◆ PÁGINA
================================

13 junho 2012

a minha insularidade em oásis transformada


Ontem, ao fim da tarde junto à Porta de Brandemburgo, havia uma sala cheia de gente a saborear as palavras de Gonçalo M Tavares. A alemã ao meu lado, de auscultadores para ouvir a tradução simultânea (da Sarita Brandt, que deve ter feito um trabalho excepcional, a avaliar pelas reacções do público), volta e meia olhava para mim e abria um sorriso enorme, ou largava exclamações do género "este homem é arrebatador - parece que já entendeu algo essencial".

(Eu toda orgulhosa, parecia o ministro Relvas: muito contentinha por poder mostrar ao mundo que Portugal tem "activos humanos" de tanta qualidade...)

Na representação da Comissão Europeia em Berlim, a um passo do Parlamento alemão e da Chancelaria, o escritor falou da Democracia em risco. Por um lado, vítima da pobreza e do desemprego: pessoas pobres não podem participar na Polis porque têm problemas mais imediatos para resolver diariamente; o desemprego é muito mais que uma mera questão contabilística, porque os desempregados não estão em condições de participar activamente na vida política do país. Por outro, vítima de opções sem visão que põem em causa o futuro - a propósito das opções a nível da Cultura, deu o exemplo de alguém que troca uma árvore com uma maçã por um cesto com cinco maçãs. A curto prazo, parece-lhe que fez uma troca vantajosa: lucrou quatro maçãs...

================================

◆ LISTAGEM
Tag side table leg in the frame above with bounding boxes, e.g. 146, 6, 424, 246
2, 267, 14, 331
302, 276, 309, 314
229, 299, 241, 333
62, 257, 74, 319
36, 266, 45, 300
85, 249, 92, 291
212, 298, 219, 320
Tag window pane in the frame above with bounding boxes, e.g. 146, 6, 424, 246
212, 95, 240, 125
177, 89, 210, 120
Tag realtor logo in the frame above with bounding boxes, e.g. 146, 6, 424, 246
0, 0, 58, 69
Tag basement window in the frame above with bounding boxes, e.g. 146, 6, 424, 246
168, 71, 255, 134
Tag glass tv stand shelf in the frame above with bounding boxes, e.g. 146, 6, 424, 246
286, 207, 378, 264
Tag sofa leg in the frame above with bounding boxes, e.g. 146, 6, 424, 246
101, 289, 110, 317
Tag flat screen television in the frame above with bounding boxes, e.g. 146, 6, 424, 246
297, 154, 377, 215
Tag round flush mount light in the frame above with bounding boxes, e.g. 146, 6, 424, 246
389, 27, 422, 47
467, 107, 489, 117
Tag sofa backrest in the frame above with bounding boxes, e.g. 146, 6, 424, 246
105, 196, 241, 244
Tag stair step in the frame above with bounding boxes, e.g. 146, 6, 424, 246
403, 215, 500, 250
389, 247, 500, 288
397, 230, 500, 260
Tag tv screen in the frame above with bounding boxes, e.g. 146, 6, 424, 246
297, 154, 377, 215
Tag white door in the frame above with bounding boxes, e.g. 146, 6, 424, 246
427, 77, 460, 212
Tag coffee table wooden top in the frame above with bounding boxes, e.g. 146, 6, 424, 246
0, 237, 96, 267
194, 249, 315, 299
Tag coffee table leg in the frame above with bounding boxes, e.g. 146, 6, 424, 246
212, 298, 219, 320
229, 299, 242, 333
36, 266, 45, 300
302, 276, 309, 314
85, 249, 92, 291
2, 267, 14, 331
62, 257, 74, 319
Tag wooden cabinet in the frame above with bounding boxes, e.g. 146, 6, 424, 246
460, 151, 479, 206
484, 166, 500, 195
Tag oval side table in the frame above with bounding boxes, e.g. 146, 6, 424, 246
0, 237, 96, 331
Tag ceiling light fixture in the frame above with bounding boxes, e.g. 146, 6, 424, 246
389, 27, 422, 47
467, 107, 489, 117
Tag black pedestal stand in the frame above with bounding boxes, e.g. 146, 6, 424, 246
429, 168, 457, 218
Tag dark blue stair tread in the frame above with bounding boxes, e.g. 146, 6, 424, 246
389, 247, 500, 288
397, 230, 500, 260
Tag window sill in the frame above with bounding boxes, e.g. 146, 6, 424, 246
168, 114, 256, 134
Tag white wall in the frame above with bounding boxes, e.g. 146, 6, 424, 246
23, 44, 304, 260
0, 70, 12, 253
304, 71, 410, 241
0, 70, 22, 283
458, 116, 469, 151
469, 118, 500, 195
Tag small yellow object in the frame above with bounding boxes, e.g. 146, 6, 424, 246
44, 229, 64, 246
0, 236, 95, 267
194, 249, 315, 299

================================

◆ TAREFA PROPOSTA A
Como fica em inglês esta frase da página: "Na representação da Comissão Europeia em Berlim, a um passo do Parlamento alemão e da Chancelaria, o escritor falou da Democracia em risco."?
◆ TAREFA PROPOSTA B
Segundo a página, quem fez a tradução simultânea das palavras de Gonçalo M Tavares?
◆ TAREFA PROPOSTA C
Escreva o trecho da página que começa em "13 junho 2012" e segue até "de tanta qualidade...)".
Os dados não têm relação com a página.

◆ RESPOSTA COMPLETA A
At the European Commission Representation in Berlin, a stone's throw from the German Parliament and the Chancellery, the writer spoke about Democracy at risk.

◆ RESPOSTA COMPLETA B
Sarita Brandt.

◆ RESPOSTA COMPLETA C
13 junho 2012

a minha insularidade em oásis transformada


Ontem, ao fim da tarde junto à Porta de Brandemburgo, havia uma sala cheia de gente a saborear as palavras de Gonçalo M Tavares. A alemã ao meu lado, de auscultadores para ouvir a tradução simultânea (da Sarita Brandt, que deve ter feito um trabalho excepcional, a avaliar pelas reacções do público), volta e meia olhava para mim e abria um sorriso enorme, ou largava exclamações do género "este homem é arrebatador - parece que já entendeu algo essencial".

(Eu toda orgulhosa, parecia o ministro Relvas: muito contentinha por poder mostrar ao mundo que Portugal tem "activos humanos" de tanta qualidade...)